YOUR TASK: Report each line in the entries below that contains the string "neck".

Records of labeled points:

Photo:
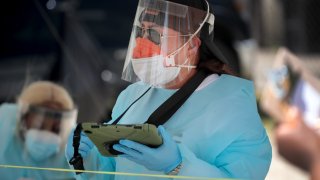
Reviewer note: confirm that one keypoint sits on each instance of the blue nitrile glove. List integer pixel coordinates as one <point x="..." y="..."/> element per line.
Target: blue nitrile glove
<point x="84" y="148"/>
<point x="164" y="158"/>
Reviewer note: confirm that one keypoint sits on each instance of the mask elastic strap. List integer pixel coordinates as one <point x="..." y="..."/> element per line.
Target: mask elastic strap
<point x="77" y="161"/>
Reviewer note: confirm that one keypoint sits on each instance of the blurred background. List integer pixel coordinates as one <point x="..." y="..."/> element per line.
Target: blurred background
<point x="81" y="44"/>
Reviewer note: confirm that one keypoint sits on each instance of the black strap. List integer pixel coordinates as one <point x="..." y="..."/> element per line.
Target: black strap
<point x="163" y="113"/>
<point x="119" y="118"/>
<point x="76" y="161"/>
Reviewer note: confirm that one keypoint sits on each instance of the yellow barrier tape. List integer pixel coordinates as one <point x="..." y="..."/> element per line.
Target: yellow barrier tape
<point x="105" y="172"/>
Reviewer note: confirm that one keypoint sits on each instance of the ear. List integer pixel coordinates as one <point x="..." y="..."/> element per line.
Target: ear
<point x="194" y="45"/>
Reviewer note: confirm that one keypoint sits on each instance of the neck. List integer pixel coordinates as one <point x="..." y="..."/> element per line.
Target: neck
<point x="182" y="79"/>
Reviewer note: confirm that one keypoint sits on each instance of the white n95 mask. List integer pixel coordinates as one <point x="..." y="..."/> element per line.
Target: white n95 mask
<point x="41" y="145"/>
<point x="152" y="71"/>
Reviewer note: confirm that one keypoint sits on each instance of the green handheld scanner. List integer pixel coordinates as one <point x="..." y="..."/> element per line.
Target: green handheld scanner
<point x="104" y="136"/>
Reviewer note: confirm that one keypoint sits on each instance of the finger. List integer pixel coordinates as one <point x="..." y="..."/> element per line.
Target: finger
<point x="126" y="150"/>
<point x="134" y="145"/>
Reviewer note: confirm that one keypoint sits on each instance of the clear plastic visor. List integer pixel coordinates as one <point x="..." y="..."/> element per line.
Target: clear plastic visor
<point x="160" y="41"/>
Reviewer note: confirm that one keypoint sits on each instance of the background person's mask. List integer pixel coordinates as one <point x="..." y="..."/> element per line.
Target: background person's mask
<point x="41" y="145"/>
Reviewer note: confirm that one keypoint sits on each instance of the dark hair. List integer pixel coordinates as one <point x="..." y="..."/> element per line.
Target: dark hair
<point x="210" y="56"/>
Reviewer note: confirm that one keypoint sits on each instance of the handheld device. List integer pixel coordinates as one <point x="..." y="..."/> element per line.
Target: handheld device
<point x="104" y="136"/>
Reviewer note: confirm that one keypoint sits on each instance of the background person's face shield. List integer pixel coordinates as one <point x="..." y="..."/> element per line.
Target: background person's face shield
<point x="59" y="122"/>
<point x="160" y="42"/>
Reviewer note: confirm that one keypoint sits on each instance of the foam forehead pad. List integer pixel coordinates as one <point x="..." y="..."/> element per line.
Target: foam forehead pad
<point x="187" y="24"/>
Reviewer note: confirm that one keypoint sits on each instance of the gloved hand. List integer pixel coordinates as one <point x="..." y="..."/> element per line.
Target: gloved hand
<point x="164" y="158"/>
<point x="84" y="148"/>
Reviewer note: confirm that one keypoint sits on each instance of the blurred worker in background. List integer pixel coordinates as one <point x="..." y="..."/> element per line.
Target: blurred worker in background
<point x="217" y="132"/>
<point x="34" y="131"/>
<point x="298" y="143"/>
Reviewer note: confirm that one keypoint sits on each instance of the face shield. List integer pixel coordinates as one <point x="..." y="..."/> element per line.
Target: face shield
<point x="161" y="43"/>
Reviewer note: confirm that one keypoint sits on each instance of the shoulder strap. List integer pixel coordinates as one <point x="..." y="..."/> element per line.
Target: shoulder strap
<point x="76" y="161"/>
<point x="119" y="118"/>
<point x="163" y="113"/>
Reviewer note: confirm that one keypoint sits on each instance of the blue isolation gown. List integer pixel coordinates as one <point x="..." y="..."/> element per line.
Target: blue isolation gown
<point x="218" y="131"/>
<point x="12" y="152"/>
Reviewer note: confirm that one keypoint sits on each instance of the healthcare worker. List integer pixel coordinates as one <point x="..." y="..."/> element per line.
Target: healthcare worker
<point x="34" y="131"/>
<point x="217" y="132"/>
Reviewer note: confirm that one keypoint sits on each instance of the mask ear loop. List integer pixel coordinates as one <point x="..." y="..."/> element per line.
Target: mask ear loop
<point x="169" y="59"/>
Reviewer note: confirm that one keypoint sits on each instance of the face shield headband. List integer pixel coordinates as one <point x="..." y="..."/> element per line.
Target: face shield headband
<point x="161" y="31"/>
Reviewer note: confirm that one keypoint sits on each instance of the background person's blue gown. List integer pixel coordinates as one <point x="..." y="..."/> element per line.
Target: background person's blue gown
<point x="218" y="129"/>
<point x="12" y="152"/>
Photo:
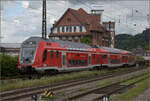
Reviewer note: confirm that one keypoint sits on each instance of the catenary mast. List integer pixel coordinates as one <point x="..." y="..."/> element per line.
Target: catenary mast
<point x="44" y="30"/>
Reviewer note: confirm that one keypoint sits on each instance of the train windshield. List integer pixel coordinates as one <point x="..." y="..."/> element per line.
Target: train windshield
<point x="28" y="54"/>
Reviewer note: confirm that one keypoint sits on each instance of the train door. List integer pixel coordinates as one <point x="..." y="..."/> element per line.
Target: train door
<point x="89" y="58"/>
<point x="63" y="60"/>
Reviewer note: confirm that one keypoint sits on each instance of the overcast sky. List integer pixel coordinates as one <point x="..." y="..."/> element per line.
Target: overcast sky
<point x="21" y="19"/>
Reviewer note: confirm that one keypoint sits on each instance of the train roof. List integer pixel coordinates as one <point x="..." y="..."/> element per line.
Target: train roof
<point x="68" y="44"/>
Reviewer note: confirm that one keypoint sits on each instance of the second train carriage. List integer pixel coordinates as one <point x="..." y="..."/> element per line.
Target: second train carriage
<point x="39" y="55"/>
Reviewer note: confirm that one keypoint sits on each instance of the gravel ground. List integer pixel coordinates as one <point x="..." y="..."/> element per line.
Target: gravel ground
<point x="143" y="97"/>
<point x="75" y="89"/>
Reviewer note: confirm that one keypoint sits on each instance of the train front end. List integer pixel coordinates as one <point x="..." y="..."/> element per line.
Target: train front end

==

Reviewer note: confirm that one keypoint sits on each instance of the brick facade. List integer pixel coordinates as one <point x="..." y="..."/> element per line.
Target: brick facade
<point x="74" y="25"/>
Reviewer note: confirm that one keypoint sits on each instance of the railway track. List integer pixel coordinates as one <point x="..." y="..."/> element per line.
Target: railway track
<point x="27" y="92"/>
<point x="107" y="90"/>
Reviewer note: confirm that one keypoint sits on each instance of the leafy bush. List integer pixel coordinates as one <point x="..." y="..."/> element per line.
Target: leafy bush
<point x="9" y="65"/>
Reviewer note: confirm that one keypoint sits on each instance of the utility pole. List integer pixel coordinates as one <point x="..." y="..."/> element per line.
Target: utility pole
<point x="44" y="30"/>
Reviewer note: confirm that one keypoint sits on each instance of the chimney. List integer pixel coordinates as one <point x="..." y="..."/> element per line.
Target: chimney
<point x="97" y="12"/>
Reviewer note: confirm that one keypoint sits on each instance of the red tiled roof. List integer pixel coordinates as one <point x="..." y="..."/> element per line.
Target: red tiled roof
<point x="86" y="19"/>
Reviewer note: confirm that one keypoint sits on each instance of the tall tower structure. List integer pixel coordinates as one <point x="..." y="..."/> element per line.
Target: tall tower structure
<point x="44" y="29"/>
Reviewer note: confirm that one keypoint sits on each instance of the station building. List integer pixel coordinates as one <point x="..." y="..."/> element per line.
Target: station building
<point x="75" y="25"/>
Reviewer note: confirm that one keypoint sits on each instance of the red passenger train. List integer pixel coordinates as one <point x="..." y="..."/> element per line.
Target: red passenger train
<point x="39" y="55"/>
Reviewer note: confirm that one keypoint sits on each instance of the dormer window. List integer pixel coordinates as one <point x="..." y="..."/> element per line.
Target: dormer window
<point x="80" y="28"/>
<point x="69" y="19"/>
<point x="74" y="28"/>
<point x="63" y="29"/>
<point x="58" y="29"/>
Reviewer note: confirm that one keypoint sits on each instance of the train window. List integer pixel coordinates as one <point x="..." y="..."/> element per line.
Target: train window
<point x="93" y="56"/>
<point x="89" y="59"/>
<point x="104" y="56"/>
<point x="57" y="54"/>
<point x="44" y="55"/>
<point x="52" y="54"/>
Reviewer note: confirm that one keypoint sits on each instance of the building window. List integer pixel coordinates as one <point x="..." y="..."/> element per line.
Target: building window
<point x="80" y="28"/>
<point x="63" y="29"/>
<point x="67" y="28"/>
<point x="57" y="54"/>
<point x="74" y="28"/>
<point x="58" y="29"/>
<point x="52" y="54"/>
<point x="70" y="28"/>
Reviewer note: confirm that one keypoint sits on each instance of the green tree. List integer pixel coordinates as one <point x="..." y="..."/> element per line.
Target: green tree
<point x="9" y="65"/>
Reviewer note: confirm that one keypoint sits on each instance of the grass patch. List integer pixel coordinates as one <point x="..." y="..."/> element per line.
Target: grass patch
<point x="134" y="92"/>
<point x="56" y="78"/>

WRITTEN REPLY:
Reviewer note: confirm that one keypoint sits on each instance of the neck. List integer pixel coordinates as one <point x="..." y="..."/> element per line.
Target: neck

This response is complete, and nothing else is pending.